## start PROVIDED TEXT

I seem to recall a melee artificer was fairly effective in 3.x, though I don't know if you'd count artificer infusions as arcane spellcasting.


----------



## deadsmurf

drothgery said:


> I seem to recall a melee artificer was fairly effective in 3.x, though I don't know if you'd count artificer infusions as arcane spellcasting.




Artificers were explicitly NOT arcane (nor divine) in 3.5, unlike now in 4E.


----------



## StreamOfTheSky

Can we plug specific spells good for martial arcanists, even if they have somatic components?

I really like Mindless Rage from Spell Compendium.  Level 2, by far the best "defender" ability in the game.  Fail the will save, and the enemy MUST come after you, and in melee, to boot.  No spellcasting, no ranged attacks, no supernatural...JUST melee, and with you.  Biggest issue is as a martial arcanist, the DC will likely be low...

Wings of Cover (races of the dragon), broken as it may be, worked very well for my bodyguard themed dual shield-wielding draconic character.  With dragon blood, you can use it to protect adjacent allies (as my character always saved it for).  Without it, it's still useful for self-preservation.

## end PROVIDED TEXT

**EXERCISE REQUIREMENTS:**
• 1. Say whether each statement agrees with the forum thread, answering yes or no and quoting the words of the thread that decide it. (a) Artificers counted as arcane casters in 3.5. (b) Mindless Rage is a level 2 spell from Spell Compendium. (c) Without dragon blood, Wings of Cover can protect adjacent allies.
• 2. Please return the part of the forum thread from "I really like" up to and including "useful for self-preservation.", copied word for word.

## start RECORD LIST

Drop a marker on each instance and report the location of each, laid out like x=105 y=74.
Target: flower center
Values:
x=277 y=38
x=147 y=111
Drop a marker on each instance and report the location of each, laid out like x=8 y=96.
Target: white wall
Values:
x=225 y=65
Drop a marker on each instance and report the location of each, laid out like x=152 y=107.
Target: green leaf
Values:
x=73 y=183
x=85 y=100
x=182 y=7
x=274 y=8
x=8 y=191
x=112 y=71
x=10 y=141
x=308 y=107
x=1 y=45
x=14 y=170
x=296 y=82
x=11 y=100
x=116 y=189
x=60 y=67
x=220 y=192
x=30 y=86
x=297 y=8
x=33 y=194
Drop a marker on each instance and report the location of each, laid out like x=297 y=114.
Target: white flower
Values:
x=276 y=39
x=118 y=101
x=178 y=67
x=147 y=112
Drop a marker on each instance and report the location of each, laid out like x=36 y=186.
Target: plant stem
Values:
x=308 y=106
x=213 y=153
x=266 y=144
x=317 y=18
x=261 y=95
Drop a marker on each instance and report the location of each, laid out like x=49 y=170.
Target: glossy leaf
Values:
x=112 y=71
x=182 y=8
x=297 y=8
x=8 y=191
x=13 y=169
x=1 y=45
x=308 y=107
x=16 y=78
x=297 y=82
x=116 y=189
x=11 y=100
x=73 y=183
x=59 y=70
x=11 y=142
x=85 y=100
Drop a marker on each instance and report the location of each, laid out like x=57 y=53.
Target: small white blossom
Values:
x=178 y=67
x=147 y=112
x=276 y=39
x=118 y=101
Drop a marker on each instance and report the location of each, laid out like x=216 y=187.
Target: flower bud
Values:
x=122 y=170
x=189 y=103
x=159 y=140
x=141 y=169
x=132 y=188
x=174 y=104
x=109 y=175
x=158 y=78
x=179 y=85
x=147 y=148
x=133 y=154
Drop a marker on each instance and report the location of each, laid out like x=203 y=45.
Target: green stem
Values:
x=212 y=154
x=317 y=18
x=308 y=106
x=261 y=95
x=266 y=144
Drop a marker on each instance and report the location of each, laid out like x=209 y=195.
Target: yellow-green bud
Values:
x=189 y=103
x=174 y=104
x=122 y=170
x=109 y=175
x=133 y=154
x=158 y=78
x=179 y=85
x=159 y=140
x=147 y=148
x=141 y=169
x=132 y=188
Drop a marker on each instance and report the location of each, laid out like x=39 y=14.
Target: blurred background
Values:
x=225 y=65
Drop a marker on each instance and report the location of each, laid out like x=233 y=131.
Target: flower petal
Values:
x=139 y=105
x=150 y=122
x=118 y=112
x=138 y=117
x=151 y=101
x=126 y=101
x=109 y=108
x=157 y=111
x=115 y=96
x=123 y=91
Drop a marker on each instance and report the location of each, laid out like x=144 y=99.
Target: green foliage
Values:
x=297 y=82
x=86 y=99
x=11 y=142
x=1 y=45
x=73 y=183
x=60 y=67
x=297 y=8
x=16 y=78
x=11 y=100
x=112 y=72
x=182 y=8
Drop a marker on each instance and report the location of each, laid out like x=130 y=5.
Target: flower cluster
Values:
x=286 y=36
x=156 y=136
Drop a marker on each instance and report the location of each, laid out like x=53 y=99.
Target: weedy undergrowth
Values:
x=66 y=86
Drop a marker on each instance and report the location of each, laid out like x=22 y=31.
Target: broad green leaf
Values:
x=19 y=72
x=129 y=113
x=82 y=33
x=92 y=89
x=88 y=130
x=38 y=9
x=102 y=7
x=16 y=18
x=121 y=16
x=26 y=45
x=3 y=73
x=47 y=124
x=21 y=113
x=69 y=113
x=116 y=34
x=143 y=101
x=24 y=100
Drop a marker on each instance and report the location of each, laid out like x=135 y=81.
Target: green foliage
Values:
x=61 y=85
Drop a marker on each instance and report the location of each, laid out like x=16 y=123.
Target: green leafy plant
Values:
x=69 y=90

## end RECORD LIST

**ANSWERS PER TASK:**
• 1.
(a) No: "Artificers were explicitly NOT arcane (nor divine) in 3.5"
(b) Yes: "I really like Mindless Rage from Spell Compendium." and "Level 2"
(c) No: "With dragon blood, you can use it to protect adjacent allies" and "Without it, it's still useful for self-preservation."

• 2.
I really like Mindless Rage from Spell Compendium.  Level 2, by far the best "defender" ability in the game.  Fail the will save, and the enemy MUST come after you, and in melee, to boot.  No spellcasting, no ranged attacks, no supernatural...JUST melee, and with you.  Biggest issue is as a martial arcanist, the DC will likely be low...

Wings of Cover (races of the dragon), broken as it may be, worked very well for my bodyguard themed dual shield-wielding draconic character.  With dragon blood, you can use it to protect adjacent allies (as my character always saved it for).  Without it, it's still useful for self-preservation.